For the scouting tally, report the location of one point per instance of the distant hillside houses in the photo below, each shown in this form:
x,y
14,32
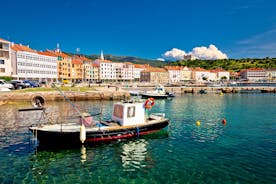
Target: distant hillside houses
x,y
22,62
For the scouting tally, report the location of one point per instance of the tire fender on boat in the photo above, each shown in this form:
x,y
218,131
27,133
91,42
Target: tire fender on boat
x,y
82,133
149,103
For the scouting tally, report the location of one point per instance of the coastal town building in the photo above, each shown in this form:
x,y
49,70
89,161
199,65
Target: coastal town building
x,y
137,69
30,64
254,74
87,69
107,70
271,75
77,69
189,57
200,74
185,74
219,74
155,75
174,73
124,71
5,58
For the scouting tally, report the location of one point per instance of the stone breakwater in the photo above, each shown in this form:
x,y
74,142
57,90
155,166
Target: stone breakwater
x,y
236,89
56,96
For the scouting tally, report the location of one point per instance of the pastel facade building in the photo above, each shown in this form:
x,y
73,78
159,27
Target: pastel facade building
x,y
185,74
219,74
174,73
271,75
254,74
124,71
95,69
5,58
155,75
30,64
200,74
137,69
77,69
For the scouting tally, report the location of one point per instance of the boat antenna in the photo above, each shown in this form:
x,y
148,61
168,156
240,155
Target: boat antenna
x,y
68,100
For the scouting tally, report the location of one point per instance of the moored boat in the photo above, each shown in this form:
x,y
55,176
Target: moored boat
x,y
129,119
159,92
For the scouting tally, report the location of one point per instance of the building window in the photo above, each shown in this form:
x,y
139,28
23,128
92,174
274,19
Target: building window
x,y
131,112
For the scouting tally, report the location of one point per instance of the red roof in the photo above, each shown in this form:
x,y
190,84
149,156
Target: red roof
x,y
153,69
198,69
76,61
173,67
1,39
140,66
19,47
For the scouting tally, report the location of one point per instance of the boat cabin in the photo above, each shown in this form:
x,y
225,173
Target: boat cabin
x,y
128,113
159,90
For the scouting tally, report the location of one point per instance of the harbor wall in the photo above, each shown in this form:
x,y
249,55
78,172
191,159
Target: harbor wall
x,y
56,96
183,90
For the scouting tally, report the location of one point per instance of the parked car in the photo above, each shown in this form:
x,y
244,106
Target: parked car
x,y
30,84
4,84
18,84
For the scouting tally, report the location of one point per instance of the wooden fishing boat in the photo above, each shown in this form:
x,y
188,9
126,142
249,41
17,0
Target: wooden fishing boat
x,y
159,92
129,119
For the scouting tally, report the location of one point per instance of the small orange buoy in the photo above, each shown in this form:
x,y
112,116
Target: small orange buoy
x,y
197,123
223,121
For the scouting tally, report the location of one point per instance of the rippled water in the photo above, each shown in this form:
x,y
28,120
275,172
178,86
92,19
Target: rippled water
x,y
242,151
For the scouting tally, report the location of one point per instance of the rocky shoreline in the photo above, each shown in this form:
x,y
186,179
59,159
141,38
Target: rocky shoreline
x,y
56,96
109,94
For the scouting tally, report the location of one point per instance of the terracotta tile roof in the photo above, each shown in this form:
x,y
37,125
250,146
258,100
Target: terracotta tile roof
x,y
253,69
217,70
76,61
198,69
47,53
153,69
140,66
19,47
173,67
2,40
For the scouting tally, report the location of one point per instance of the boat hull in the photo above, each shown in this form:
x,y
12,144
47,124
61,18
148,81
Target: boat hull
x,y
154,96
50,138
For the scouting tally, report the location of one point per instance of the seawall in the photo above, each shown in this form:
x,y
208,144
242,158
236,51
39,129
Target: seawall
x,y
236,89
56,96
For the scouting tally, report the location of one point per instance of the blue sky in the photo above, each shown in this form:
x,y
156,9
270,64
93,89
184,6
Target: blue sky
x,y
143,28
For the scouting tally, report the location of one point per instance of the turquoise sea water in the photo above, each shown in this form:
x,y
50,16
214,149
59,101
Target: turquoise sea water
x,y
242,151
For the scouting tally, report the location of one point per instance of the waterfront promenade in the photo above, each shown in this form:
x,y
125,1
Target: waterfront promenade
x,y
109,92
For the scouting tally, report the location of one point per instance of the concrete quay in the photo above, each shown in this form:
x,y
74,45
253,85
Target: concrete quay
x,y
56,96
236,89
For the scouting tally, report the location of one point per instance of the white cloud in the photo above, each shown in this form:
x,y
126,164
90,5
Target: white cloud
x,y
210,53
160,59
174,54
204,53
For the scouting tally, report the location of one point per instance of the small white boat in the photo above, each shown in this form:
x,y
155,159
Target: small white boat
x,y
129,119
159,92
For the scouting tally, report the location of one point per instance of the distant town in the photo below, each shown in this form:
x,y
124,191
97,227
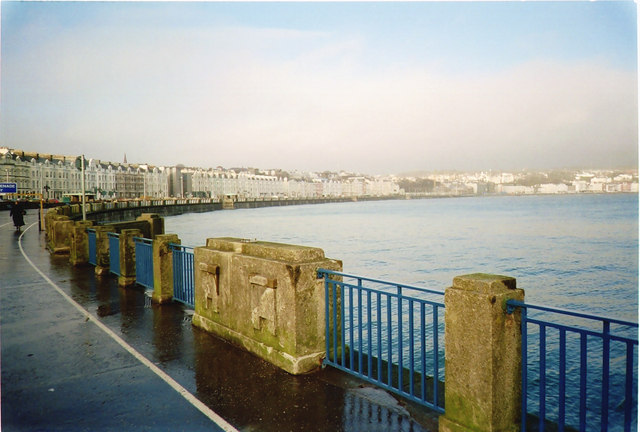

» **TASK INSTRUCTIONS**
Where does the string "below" occur in the material? Copy every line where it does.

» **SOLUTION TO THIS TASK**
For the scouting tally, report the location of one point per instance of the distant hillside houses in the photo below, each shown in this form:
For the scouting tally, report the location of one point per instance of the distant town in the photo below, each shown in this form:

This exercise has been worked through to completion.